Your kidding, right? Did you click on the first link? I mean, all we can really do is read their paper, right? That article contained the link. Jeez, you're a lazy one. http://scitation.aip.org/content/aip/journal/jap/117/3/10.1063/1.4905616 "The researchers created the surfaces by zapping platinum, titanium and brass samples with extremely short femtosecond laser pulses that lasted on the order of a millionth of a billionth of a second. “During its short burst the peak power of the laser pulse is equivalent to that of the entire power grid of North America,” Guo said. These extra-powerful laser pulses produced microgrooves, on top of which densely populated, lumpy nanostructures were formed. The structures essentially alter the optical and wetting properties of the surfaces of the three metals, turning the normally shiny surfaces velvet black (very optically absorptive) and also making them water repellent." Please Register or Log in to view the hidden image!
Most of strong acids are dissolved in water. I believe in order to be an acid , the parent compound have to donate a Hydrogen to a water molecule. to produce an Hydronium Ion . Take example Teflon, I would expect be hydrophobic to glacial acetic acid , and to sulfurous acid 100% SO4H2
No, of course I read it. But why would this lumpy surface repel water molecules? There is no explanation. There is clearly some ingenious surface chemistry going on here and I'd like to understand what. Especially when their video says that they had previously used a similar laser treatment to produce exactly the opposite effect, viz. a surface that is highly attractive to water molecules.

* INSTRUCTIONS FOR THE TASK
Name every metal that the forum thread above says was treated with the laser pulses.

* STORED DATA
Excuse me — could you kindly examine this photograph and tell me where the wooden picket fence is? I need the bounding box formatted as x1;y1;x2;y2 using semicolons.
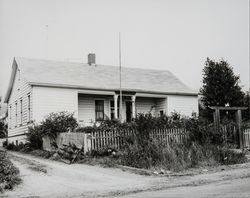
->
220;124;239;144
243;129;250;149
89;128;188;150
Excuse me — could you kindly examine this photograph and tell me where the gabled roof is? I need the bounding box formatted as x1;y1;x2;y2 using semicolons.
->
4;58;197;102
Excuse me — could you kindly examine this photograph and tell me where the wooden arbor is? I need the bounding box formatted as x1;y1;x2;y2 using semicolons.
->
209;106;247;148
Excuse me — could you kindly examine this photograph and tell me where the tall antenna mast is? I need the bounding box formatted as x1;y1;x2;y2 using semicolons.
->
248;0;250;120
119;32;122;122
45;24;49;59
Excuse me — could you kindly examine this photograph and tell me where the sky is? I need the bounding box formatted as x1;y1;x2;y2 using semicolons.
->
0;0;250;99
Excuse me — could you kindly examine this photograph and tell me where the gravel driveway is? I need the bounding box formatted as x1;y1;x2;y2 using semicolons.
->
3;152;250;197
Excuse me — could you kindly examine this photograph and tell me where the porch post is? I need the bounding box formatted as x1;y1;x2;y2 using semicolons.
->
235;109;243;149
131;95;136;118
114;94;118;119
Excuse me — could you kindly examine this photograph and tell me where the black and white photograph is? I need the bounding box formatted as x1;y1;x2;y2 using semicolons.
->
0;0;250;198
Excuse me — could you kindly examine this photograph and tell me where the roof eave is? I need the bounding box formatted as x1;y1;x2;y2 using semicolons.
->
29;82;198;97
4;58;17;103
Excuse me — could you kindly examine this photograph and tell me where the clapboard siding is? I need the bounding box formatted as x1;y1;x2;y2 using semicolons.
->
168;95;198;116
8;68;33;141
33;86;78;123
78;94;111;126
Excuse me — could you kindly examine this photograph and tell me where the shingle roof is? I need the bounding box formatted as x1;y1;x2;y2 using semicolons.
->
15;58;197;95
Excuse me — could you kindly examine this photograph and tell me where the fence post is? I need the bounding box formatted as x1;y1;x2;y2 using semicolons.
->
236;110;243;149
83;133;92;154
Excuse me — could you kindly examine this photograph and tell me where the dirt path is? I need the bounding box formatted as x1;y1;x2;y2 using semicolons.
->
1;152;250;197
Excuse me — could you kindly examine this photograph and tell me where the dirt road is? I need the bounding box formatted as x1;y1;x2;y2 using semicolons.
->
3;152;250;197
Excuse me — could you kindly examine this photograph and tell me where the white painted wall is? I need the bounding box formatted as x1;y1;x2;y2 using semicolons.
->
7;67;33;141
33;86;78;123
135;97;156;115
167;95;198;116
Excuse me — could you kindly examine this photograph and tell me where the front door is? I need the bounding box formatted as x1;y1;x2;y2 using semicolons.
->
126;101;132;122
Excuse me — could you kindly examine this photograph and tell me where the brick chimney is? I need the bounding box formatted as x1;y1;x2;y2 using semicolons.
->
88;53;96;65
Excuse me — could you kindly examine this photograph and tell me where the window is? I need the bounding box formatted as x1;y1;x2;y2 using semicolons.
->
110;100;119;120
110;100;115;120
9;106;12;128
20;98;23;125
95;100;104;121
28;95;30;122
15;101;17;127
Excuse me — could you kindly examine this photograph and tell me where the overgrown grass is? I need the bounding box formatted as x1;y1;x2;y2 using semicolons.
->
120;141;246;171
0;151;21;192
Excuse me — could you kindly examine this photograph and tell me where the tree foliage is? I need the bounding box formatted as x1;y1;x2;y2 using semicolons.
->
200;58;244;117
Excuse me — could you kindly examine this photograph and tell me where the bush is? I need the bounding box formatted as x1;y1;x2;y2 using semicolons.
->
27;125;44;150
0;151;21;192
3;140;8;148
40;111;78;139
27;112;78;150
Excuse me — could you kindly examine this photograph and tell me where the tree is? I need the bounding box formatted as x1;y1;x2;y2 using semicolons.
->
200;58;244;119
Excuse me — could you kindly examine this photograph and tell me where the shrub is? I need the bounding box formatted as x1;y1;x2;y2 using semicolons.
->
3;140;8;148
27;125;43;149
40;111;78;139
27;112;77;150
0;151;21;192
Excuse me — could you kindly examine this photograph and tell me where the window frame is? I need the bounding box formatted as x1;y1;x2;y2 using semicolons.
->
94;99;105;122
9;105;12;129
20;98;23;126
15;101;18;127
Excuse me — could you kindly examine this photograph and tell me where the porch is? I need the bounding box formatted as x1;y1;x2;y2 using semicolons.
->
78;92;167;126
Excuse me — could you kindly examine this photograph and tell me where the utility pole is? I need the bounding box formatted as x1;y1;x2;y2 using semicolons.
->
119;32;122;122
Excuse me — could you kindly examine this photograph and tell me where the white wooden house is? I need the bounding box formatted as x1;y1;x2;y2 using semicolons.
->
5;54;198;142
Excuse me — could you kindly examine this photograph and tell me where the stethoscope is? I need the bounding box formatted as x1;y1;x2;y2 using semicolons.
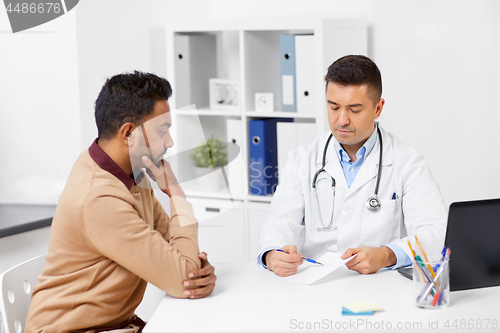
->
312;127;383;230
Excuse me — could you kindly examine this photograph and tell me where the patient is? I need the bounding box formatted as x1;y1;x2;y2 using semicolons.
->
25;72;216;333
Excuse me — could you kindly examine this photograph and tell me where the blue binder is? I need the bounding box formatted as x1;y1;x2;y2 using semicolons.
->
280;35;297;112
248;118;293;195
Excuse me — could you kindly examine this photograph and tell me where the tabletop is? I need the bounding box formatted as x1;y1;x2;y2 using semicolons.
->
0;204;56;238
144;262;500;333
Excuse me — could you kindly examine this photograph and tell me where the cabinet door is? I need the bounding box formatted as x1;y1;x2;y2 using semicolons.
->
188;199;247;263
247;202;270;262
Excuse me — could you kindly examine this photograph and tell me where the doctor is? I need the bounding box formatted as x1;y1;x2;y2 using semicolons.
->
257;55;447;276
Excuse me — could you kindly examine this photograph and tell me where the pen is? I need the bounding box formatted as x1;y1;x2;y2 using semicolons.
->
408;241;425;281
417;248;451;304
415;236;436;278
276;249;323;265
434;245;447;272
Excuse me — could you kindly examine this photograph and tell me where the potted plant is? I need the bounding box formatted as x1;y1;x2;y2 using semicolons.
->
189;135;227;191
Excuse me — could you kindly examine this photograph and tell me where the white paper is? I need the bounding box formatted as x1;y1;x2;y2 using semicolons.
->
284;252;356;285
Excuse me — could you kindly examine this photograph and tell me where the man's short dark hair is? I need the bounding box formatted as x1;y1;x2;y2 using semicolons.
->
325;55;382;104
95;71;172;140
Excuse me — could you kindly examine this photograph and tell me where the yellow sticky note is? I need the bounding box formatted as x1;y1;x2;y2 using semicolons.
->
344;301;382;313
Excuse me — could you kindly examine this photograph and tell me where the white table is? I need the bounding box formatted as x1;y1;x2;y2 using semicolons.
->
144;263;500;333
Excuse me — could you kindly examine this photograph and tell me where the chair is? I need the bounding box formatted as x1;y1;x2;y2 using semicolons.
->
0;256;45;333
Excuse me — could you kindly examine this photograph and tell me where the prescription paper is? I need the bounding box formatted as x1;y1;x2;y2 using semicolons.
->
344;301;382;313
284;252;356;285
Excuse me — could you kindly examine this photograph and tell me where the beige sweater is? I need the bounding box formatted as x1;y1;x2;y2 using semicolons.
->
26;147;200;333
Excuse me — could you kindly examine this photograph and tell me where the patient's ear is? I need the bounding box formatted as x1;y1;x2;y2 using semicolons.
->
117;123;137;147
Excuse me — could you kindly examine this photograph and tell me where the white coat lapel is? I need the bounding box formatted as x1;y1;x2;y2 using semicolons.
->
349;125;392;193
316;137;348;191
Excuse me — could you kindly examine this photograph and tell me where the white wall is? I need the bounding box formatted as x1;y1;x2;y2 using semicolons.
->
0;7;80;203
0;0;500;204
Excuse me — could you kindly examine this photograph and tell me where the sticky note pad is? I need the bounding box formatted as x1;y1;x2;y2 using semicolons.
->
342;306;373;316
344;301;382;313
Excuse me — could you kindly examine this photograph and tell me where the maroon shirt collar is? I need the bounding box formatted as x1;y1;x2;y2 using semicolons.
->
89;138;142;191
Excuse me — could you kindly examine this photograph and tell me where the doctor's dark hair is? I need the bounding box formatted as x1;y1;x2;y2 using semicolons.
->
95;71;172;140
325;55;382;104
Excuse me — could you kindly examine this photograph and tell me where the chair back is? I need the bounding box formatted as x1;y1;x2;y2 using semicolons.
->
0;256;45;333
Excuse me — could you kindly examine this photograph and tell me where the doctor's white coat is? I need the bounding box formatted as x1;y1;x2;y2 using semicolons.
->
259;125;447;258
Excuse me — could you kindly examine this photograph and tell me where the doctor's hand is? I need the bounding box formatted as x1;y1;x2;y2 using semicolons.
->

* ANSWER TO THIS TASK
Platinum, titanium, and brass.